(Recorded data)
[Start]
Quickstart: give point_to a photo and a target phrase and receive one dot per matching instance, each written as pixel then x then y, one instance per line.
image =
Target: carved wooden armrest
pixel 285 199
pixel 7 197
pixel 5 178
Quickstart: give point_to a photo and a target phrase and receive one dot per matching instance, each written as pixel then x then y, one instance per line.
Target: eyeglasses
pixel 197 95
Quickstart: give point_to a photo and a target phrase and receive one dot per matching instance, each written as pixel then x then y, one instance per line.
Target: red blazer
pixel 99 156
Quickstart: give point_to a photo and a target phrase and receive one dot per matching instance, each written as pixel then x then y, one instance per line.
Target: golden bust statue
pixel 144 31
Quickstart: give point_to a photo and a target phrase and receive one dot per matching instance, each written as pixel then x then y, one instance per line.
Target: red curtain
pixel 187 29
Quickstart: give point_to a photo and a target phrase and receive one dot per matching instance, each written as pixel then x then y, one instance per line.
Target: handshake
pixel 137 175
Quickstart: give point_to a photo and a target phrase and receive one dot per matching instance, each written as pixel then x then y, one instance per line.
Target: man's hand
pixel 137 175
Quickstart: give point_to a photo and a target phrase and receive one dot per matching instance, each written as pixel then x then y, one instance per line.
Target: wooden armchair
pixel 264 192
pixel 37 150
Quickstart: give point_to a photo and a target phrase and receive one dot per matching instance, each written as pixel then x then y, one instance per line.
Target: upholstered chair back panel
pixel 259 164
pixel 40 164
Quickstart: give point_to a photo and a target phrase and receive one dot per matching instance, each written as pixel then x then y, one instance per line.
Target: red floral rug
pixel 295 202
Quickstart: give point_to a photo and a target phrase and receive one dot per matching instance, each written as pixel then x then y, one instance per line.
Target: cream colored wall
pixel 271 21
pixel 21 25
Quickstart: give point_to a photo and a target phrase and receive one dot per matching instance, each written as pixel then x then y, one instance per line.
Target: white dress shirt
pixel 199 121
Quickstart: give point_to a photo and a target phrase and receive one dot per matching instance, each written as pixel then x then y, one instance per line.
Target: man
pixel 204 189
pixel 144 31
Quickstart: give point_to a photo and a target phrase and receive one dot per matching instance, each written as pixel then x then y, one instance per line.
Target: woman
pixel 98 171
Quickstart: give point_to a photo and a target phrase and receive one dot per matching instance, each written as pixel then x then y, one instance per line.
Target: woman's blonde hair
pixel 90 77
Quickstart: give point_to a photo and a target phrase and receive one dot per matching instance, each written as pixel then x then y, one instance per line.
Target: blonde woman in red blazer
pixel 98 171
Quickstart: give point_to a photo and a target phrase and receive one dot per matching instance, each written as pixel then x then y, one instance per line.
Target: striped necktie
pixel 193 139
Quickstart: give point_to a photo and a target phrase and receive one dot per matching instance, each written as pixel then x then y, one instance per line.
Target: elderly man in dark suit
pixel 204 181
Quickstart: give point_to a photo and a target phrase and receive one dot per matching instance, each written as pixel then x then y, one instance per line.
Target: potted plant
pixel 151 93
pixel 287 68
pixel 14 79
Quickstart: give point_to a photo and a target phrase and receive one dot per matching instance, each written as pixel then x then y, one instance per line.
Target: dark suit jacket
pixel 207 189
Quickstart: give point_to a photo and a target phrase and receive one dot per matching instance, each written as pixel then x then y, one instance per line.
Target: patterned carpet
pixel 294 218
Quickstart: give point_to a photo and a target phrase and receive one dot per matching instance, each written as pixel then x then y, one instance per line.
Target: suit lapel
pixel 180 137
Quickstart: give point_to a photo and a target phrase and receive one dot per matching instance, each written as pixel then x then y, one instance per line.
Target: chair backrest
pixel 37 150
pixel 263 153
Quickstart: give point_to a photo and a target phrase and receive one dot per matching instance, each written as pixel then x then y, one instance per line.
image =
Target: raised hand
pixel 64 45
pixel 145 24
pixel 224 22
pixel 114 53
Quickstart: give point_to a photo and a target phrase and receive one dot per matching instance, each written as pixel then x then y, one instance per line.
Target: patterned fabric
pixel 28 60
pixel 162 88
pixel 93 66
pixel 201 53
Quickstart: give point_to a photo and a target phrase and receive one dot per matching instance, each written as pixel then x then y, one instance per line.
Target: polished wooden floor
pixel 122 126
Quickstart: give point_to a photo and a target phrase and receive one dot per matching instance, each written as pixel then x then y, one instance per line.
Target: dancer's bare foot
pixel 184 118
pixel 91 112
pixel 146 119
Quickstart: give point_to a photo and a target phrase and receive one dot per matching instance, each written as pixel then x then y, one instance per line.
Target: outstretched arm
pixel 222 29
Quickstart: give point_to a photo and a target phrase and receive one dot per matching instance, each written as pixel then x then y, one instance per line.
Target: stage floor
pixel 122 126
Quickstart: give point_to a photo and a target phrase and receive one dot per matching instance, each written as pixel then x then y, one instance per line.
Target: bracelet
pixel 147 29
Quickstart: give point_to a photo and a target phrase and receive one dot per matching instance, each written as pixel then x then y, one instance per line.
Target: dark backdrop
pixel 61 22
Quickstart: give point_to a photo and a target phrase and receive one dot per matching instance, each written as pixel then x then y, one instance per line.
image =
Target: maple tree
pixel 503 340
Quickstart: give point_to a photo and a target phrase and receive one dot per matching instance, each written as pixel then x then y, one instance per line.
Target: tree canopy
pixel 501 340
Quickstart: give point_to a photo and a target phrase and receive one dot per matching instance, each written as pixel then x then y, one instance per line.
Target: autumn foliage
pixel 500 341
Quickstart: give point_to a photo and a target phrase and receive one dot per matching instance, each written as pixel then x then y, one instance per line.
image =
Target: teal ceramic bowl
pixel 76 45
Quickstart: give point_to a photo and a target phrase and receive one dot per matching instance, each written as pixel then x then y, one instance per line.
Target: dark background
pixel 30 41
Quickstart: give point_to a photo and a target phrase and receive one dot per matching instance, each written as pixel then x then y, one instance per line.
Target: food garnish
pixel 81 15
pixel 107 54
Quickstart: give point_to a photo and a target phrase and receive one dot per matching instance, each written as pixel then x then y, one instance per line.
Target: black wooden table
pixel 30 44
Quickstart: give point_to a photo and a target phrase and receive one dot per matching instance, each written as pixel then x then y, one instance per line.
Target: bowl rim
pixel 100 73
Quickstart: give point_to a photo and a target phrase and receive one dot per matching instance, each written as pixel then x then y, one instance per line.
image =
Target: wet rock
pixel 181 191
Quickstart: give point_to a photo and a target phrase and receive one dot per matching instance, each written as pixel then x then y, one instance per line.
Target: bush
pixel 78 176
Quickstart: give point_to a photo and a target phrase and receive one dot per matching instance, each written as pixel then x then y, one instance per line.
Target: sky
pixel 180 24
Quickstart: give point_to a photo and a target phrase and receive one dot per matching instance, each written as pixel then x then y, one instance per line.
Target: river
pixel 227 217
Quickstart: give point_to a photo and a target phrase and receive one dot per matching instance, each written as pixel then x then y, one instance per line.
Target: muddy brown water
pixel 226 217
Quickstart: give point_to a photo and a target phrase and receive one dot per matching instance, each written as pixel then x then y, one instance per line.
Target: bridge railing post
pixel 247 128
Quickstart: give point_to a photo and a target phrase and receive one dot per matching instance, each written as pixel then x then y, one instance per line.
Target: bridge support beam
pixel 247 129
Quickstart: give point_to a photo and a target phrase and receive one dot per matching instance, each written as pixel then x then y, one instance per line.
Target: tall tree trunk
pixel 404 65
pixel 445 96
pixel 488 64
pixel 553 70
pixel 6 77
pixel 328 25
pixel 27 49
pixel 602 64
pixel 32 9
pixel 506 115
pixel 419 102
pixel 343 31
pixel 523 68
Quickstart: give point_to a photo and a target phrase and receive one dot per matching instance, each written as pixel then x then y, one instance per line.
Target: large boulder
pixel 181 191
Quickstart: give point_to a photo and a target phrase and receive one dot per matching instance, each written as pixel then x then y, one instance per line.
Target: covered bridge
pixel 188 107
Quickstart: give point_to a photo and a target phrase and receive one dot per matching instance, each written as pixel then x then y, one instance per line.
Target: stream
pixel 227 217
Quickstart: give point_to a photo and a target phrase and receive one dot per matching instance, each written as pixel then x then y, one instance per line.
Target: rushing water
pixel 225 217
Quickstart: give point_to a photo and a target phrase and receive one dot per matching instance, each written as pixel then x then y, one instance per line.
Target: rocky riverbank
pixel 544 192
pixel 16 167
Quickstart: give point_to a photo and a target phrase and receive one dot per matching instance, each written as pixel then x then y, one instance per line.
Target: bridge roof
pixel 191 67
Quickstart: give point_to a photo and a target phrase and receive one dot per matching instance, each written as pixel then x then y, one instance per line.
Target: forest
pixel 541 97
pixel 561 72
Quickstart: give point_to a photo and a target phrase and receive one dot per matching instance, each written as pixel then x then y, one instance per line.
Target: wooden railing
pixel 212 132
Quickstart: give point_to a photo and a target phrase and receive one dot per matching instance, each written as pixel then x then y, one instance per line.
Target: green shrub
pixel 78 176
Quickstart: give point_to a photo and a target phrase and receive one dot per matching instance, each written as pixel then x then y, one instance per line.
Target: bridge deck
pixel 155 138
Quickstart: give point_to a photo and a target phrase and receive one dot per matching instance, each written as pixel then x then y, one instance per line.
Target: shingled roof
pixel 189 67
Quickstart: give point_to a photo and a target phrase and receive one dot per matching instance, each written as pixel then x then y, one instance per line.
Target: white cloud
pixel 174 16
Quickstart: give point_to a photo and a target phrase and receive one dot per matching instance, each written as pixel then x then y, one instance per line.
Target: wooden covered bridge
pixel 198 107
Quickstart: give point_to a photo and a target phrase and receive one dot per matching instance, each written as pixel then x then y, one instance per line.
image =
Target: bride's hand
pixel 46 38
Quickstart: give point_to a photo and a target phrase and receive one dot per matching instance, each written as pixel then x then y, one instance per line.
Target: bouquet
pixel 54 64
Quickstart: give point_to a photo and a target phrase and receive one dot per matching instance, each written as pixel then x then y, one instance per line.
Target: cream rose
[End]
◆ Work required ◆
Show each line of the items that contains the string "dark", treating uppercase and lowercase letters as different.

◆ Full output ◆
Target: elderly man in dark suit
Target: dark suit jacket
Target: dark backdrop
Target: dark background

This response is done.